[CentOS] system config report

Tue Dec 30 13:32:24 UTC 2008
Dag Wieers <dag at centos.org>

On Mon, 29 Dec 2008, David Miller wrote:

> Long ago when I was an AIX admin we had a script we ran every 6 months
> or so and it created what we called the "System Book". It had every
> possible configuration option. While acknowledging that on a whole it
> was overkill documentation, if we ever had to rebuild the systems we
> knew *exactly* how the old one was set up to compare it to if we had
> problems.

This is funny, we created a similar thing at a previous company I worked. 
It was written in Perl and called sysbook (for System Book). It also 
outputted a "documented" DocBook document that was converted to HTML and 
available to all system engineers.


> I'm looking to do something similar for my CentOS boxes. Or better
> yet, see if someone has already done something similar. I've poked
> around google and sourceforge on and off for a couple of months but
> haven't found much. The discussion lately about 'hwinfo' jogged my
> memory. Anyone know of something like this? A template, even? An old
> project that hasn't been updated but could be brought up to date?

****************

Tasks to carry out:
**A.** Answer these questions about the CentOS mailing list message:
(i) Roughly how often did David Miller's AIX team run its script?
(ii) In what language was sysbook written?
(iii) What recent discussion jogged David Miller's memory?
**B.** Summarize the CentOS mailing list message in two sentences.
**C.** Extend the CentOS mailing list message, picking up right after its last line.
The entries that come after this are separate material and are not part of the CentOS mailing list message.

Stored records:
****************

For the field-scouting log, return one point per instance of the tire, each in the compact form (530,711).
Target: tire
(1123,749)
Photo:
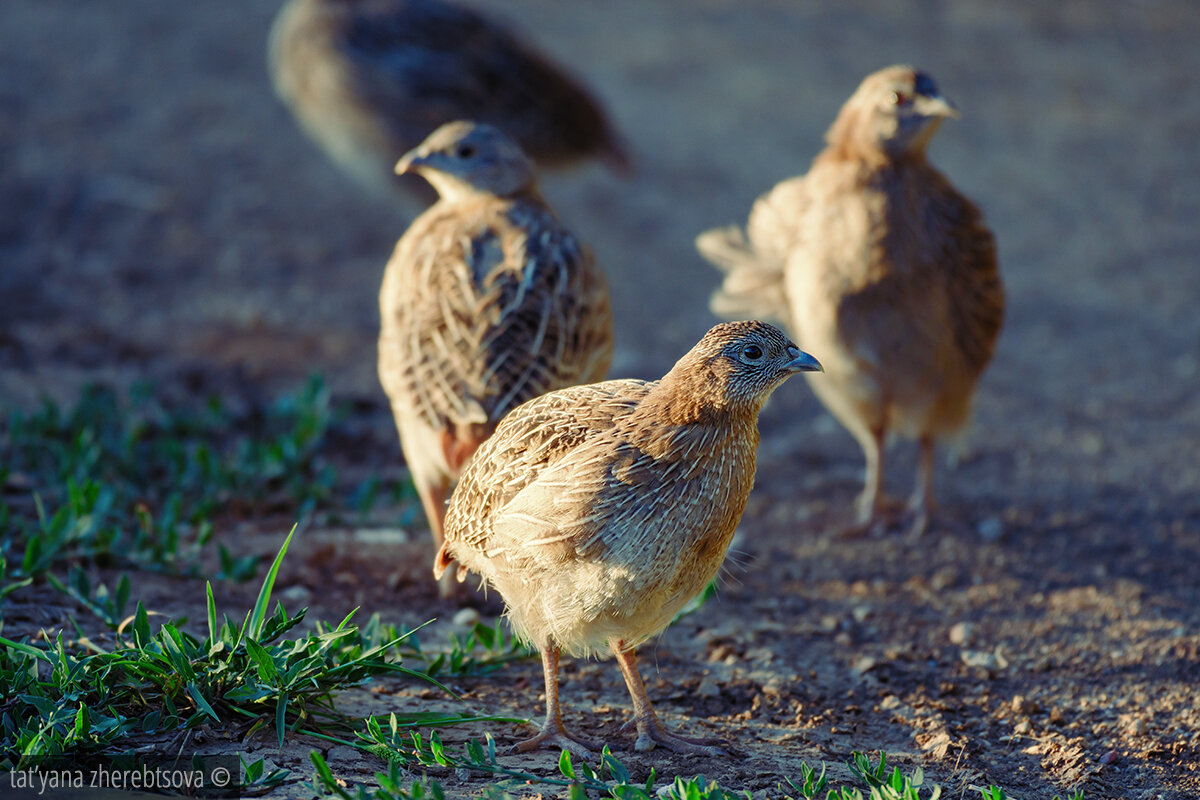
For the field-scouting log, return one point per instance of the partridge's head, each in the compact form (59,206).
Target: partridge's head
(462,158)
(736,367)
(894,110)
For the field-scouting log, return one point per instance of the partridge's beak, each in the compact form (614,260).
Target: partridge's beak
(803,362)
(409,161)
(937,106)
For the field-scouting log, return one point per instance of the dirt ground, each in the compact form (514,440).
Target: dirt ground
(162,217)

****************

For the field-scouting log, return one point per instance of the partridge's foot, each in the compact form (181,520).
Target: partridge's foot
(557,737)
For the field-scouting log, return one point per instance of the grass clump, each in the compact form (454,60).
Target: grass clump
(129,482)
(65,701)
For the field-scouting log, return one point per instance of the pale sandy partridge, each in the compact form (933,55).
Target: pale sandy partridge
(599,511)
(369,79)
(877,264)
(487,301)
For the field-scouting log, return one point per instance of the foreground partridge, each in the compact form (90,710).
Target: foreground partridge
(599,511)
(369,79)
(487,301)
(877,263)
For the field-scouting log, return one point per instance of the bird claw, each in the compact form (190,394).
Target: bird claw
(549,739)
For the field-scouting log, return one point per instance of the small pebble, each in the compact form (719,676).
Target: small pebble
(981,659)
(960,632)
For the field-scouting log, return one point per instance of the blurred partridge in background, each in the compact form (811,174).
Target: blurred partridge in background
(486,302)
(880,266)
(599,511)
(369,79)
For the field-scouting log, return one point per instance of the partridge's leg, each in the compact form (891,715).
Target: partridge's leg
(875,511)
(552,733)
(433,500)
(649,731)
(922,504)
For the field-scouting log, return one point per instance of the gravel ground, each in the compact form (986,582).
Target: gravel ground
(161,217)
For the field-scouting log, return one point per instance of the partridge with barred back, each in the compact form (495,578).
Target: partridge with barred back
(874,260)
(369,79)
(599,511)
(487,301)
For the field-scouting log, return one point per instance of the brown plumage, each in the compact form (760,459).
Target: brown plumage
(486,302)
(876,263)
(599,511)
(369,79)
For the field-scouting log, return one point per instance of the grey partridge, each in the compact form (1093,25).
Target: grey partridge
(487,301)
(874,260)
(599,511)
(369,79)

****************

In response:
**A.**
(i) Every 6 months or so.
(ii) Perl.
(iii) The discussion about 'hwinfo'.

**B.** David Miller recalls an AIX script, run every six months or so, that produced a "System Book" covering every possible configuration option, and he asks whether anyone knows of something similar for his CentOS boxes, even a template or an old project. Dag Wieers replies that a previous company of his built a similar Perl tool called sysbook, which produced a DocBook document that was converted to HTML and made available to all system engineers.

**C.**
I wrote "dconf" in memory of the sysbook project. The aim here was not to 
create indexed, human-readable documentation, but rather a file that 
contains all hardware, software and latent configuration. That allows you 
to backup a system's configuration, diff 2 configurations (whether that is 
from 2 different timestamps, or 2 different identical systems is 
irrelevant) and helps comaintaining systems (since it can send changes via 
email or allows to trace back in time when something was modified and by 
whom).

This is perfect for support issues, as you can go back to a customer and 
tell him that you did not leave the system behind like that and point out 
the individual changes they have made to their configuration (even 
hardware changes).

You can find dconf at:

 	http://dag.wieers.com/home-made/dconf/

It can use some love of system administrators to complete the database of 
configurations files and commands. I also have less extensive 
configurations file for AIX, Solaris, Debian and SLES that can use some 
love...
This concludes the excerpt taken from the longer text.